*** Selected extract

How do you travel safe and healthy? Before you go, think about what you’re going to need. What you think are travel essentials might not be important and maybe bringing three pairs of shoes is not the best idea. If it’s necessary, make a travel packing list. What are some of your travel essentials or necessities? What should be on this travel packing list? What will you need and what will you not? Well whatever you do, don’t forget your passport, otherwise you’re not going anywhere. Also you don’t want to pack too much that your backpack isn’t going to fit in overhead compartments or hostel lockers. Many travel necessities you can buy overseas, but just make sure to leave enough space for them in your luggage.
Before you make that travel packing list, here are some things to consider:
Photocopies – An absolute must! Before you leave home make sure you make two copies of your passport, visa, travelers cheques, tickets, etc. Leave one at home and bring the others with you, separate from the originals of course. Why, you may ask? Well, in the case of you losing any of them, it’s easier to obtain a copy or a replacement.
Mobile phone – As mentioned in the previous article, most smartphones today can be “unlocked.” This allows you to use your phone in any country that you go. If you’re not a smartphone user, then look into purchasing a mobile phone in your destination country. Most cell phone plans today are pay-as-you-go and are relatively cheap.
Know your embassy – They’re there to help! It’s always a good idea to at least have the address of your home country’s embassy. They’ll do what they can to help you get replacements of whatever you lose and make sure you have a safe travel experience. Just don’t break the law because they’re not going to bail you out of jail.
First-aid kit – Depending where you’re going, you can find these at a pharmacy or market. Now, should you pack this before you leave home or should you buy this in the country you’re going? That all depends on how accident prone you are. Are you the kind of person that’s going to instantly get hurt once you exit the plane?
Ear plugs – A snoring bunkmate can really make or break your hostel experience, not to mention the loud noises of people partying or traffic near by are almost inevitable. These are definitely travel essentials.
Plastic bags – Unless you want all your clothes to smell like your dirty socks you’ve been exploring in all day, then bring some bags with you to put your dirty clothes in. Only a couple will save you from other fellow travelers thinking you’re a smelly person, and who wants to travel with a person like that?

******
*** Given information

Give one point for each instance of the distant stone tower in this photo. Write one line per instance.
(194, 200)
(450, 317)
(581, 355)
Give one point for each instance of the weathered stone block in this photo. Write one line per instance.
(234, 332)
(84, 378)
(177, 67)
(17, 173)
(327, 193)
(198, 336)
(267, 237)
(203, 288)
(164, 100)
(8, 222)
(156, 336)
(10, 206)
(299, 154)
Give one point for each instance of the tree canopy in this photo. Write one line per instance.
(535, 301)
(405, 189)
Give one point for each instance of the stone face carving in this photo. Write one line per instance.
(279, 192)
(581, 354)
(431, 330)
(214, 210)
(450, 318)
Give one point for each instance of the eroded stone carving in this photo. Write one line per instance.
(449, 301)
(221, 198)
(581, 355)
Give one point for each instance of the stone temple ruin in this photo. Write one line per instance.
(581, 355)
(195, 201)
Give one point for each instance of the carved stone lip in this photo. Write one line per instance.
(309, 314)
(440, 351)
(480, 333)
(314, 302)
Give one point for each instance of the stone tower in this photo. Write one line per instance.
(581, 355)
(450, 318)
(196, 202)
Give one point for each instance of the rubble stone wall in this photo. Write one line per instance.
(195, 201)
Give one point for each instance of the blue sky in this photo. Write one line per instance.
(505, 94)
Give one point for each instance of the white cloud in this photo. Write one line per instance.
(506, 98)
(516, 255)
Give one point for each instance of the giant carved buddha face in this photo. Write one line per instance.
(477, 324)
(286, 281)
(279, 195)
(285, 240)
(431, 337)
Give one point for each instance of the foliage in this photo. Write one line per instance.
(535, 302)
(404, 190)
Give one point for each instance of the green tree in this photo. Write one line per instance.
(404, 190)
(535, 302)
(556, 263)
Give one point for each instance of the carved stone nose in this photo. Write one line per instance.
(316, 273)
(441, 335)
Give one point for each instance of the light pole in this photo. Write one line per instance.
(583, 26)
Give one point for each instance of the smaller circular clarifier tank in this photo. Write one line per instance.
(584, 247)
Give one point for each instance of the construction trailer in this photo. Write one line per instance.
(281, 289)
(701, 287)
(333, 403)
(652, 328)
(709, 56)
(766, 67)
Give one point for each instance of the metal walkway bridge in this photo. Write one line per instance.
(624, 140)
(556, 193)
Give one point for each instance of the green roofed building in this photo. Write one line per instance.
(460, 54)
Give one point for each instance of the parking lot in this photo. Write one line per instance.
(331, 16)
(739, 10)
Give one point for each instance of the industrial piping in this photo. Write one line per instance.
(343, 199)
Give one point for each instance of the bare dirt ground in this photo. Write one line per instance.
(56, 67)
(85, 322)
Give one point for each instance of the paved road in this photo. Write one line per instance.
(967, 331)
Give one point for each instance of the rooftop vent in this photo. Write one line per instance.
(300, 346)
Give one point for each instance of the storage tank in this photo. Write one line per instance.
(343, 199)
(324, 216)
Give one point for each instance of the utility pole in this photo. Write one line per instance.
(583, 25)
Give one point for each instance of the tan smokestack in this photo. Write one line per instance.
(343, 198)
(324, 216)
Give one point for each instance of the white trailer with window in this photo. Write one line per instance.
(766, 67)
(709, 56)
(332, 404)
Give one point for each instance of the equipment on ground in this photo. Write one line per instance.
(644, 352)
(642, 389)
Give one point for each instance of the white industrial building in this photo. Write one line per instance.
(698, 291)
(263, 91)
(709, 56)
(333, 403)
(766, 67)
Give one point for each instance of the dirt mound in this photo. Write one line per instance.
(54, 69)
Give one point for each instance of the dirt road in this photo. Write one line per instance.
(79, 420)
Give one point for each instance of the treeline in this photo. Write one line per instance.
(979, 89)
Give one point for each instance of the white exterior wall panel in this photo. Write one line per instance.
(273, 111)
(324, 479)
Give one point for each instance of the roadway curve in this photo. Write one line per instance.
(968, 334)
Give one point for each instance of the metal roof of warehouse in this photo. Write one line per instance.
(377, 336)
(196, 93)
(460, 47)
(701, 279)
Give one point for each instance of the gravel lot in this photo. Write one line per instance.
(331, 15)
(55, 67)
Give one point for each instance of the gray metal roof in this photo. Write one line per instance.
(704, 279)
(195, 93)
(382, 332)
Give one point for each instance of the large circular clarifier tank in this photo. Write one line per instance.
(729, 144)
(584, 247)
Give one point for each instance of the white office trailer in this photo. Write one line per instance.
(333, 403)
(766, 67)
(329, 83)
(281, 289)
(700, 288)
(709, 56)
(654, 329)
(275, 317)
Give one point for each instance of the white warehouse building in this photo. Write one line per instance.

******

• [Tasks to perform]
A. In the travel packing tips, start at the words "Mobile phone –" and stop after "are relatively cheap.", and write that passage again with "pay-as-you-go" substituted by "prepaid".
B. Resume the travel packing tips from where they stop, adding further items in the same style.
The data come from a different source than the text.

• [Answers to the exercises]
A.
Mobile phone – As mentioned in the previous article, most smartphones today can be “unlocked.” This allows you to use your phone in any country that you go. If you’re not a smartphone user, then look into purchasing a mobile phone in your destination country. Most cell phone plans today are prepaid and are relatively cheap.

B.
Power adaptor – This is a definite travel essential. Don’t worry about buying it before you leave home. You can wait until you get to your travel destination and buy one there, it’s much easier that way. Be aware, these may be good for plugging in phones, tablets or laptops, however make sure if it’s any other type of electronic to talk to the manufacturer about it and ask what they suggest.
Rain gear – Put this on your travel packing list. No matter where you go, there is going to be rain. So make sure you bring yourself, at LEAST, a rain coat.
Padlock – If you’re deciding to stay in hostels for the duration of your travels, then pick one of these up. Most hostels will have lockers you can store your things in while you’re away.
Flash drive – These are great for saving important documents you need for your travels, and also for putting your photos on when your camera gets full.
Wash your hands – Sounds kind of obvious but it’s something we tend to not do as often as we should. You can prevent many illnesses by simply washing your hands. Besides, if you’re going to be moving from place to place, who knows what kind of bacteria you can pick up without knowing it.
Eat healthy – Eating healthy usually means eating cheap as well, which can be a plus cause when traveling on a budget. You can do some things like go to a market to buy food and not eat at restaurants, pack snacks so you don’t skip meals, eat plenty of proteins, and remember to drink lots of water.
Learn the language – Depending where you’re going, it’s always a good idea to learn some phrases in the native language. You don’t need to be fluent but it can be the difference between saying “Yes, I speak English,” and “Yes, I speak groin.”